• **Tasks to complete**:
**1)** Write out everything in the fusion reactor wall passage from "It is known" down to "tolerant to defects.".
**2)** Carry on with the passage about fusion reactor wall materials from the point where it stops.

** Begin Text passage **

Perez: As I said, our focus in EXAALT is on nuclear materials, both for fusion and fission applications. For fusion applications, we’re trying to design or understand how the materials react in the walls of fusion reactors. If you remember what fusion is, it’s basically the nuclear reactions that happen at the core of a star, where you fuse hydrogen isotopes together and you produce neutrons with lot of energy and some helium. One of the issues in these first wall materials of the reactor is that they’re exposed to very high temperature, very large fluxes of neutrons, and of helium that comes out of that reaction.

It is known that all of this energy and particles that come out from the plasma and impinge on the material really affects the microstructure of the material and also its properties. As you keep running your reactor, you see that your material is changing. It might become more brittle, or the thermal conductivity might decrease, and all of these things are bad. So, one of our objectives is to be able to use molecular dynamics simulations to understand all these complex changes that are occurring in the materials when they’re exposed to these plasma conditions. And find ways to improve the materials. So maybe add in some alloying element or change the microstructure of the material so that it’s more tolerant to defects.

** End Text passage **
** Begin Provided records **

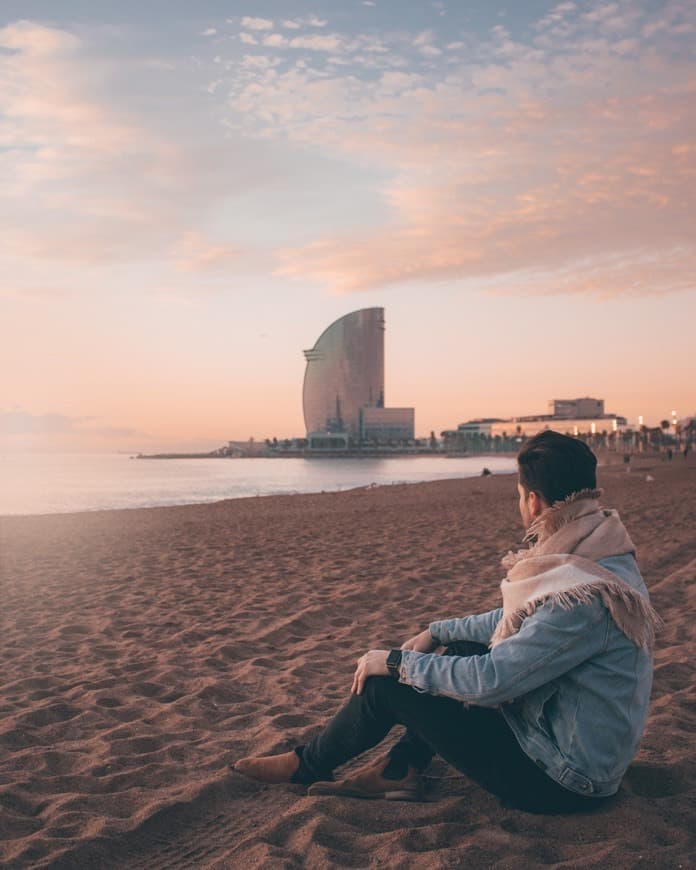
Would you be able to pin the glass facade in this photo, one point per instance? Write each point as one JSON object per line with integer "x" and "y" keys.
{"x": 345, "y": 372}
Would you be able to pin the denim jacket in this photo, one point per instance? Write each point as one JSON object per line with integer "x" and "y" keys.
{"x": 571, "y": 686}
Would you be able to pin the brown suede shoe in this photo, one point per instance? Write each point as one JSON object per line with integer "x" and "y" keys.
{"x": 369, "y": 783}
{"x": 269, "y": 768}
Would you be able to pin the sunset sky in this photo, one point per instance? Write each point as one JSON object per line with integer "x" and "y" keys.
{"x": 192, "y": 192}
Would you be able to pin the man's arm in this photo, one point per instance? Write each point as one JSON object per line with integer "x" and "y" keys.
{"x": 548, "y": 644}
{"x": 478, "y": 628}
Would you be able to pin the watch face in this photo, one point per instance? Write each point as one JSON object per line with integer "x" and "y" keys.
{"x": 394, "y": 659}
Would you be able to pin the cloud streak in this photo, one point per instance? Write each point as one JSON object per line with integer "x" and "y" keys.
{"x": 568, "y": 156}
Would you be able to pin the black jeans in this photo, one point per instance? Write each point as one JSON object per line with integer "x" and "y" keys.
{"x": 475, "y": 740}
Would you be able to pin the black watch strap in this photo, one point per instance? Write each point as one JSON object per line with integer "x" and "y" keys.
{"x": 394, "y": 662}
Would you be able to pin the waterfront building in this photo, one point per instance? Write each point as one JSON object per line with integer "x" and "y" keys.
{"x": 343, "y": 391}
{"x": 579, "y": 409}
{"x": 578, "y": 417}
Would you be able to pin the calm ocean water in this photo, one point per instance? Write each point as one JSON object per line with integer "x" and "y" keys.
{"x": 57, "y": 483}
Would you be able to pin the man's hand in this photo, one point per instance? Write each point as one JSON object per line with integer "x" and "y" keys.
{"x": 372, "y": 664}
{"x": 422, "y": 642}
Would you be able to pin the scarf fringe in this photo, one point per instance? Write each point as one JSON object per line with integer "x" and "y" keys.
{"x": 631, "y": 613}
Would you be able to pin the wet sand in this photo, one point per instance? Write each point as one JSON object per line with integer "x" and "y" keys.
{"x": 143, "y": 651}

** End Provided records **

• **Results in order**:
**1)**
It is known that all of this energy and particles that come out from the plasma and impinge on the material really affects the microstructure of the material and also its properties. As you keep running your reactor, you see that your material is changing. It might become more brittle, or the thermal conductivity might decrease, and all of these things are bad. So, one of our objectives is to be able to use molecular dynamics simulations to understand all these complex changes that are occurring in the materials when they’re exposed to these plasma conditions. And find ways to improve the materials. So maybe add in some alloying element or change the microstructure of the material so that it’s more tolerant to defects.

**2)**
The other aspect is nuclear fission, so more on the nuclear fuel side. In this case, we’re interested in understanding, again, how the nuclear fuel evolves with time. The fuel generates lots of neutrons and it generates lots of transmutation elements when the nuclear reactions occur. You would have gases like xenon or krypton that’s going to appear in the material with time, and these gases can form bubbles and, again, affect the microstructure of the material. So, what we would like to be able to do is to get the capability to simulate over a long time how these defects form, how they organize into bubbles, and, potentially, how these bubbles evolve and affect the properties of the material.

So, these two examples are really just motivating problems that we use as benchmarks to monitor our progress. But the capabilities that we develop are meant to be very general in the sense that they should be broadly applicable to any kind of hard materials. So, think about metals, semiconductors, insulators—so, hard, crystalline materials. There’s a broad range of applications in that space of problems, so you can think of, for example, developing new alloys for high-temperature turbines or jet engines or micro-electronic components such as memristors, for example, where the functionality of the device really depends on how its structure evolves with time. Or you can think of lightweight materials for cars, for example, and so on.

There are many examples where understanding the how the structure the material down at the atomic scale evolves with time is really essential. EXAALT now is really concentrating on this class of problem in the hard material, that kind of structural material part of materials science. But our aim is to build very general tools and also a very general computational infrastructure so that somebody else could come and extend it to their problem of choice like soft matter or other problems. But at this point, our focus is really more on the hard material side.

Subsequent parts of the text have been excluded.